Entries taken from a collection
■ ■ ■ ■

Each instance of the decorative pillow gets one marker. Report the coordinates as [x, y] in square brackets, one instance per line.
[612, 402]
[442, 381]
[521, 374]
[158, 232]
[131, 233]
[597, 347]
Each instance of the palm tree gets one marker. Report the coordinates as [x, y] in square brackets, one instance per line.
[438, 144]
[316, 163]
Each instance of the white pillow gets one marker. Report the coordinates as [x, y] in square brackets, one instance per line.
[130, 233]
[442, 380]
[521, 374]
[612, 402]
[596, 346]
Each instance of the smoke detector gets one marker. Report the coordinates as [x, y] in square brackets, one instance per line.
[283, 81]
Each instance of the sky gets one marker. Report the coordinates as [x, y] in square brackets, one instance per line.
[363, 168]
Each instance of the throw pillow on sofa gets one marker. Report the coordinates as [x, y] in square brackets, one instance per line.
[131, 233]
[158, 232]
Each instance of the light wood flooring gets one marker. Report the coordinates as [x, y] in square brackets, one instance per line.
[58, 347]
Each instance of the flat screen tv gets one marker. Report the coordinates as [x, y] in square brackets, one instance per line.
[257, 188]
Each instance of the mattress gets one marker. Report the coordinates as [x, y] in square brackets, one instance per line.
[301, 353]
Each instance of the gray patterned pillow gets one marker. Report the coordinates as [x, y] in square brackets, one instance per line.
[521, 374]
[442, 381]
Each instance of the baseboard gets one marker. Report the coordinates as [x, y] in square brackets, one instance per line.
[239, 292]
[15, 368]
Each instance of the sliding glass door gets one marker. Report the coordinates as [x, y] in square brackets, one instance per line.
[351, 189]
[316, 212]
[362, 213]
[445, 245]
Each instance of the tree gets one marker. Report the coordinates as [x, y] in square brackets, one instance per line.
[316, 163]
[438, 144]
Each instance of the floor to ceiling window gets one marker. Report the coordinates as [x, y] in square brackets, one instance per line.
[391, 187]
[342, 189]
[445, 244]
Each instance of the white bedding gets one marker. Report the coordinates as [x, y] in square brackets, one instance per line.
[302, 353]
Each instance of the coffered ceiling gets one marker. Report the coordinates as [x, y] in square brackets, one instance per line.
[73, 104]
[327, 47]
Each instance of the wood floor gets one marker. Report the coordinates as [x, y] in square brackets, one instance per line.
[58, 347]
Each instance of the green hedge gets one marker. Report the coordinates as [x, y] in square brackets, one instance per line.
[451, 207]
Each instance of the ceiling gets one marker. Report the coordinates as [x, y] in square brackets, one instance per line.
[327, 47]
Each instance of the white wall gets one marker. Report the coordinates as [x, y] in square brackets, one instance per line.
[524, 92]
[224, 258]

■ ■ ■ ■

» WHAT YOU NEED TO DO: Copy the listing from the line with "Each instance of the coffered" through the end, keeping every labeling request as is, and offset each coordinate in the answers by -10.

» ANSWER:
Each instance of the coffered ceiling gets one marker. Report the coordinates as [x, y] in square brackets, one instance per line.
[63, 94]
[317, 37]
Each instance of the wood floor gets one marker. Report the coordinates as [x, y] in square brackets, one instance per line.
[48, 337]
Each instance of the green hedge gets one marker. Report the coordinates as [x, y] in square brackets, one instance per line.
[441, 197]
Each instance of the ceiling gets one marker. Report the coordinates as [x, y] in square brackets, one instance per line.
[317, 37]
Each instance of the white wall gets one marker. Report the coordinates as [x, y] in square brackets, one instance per line.
[514, 82]
[214, 248]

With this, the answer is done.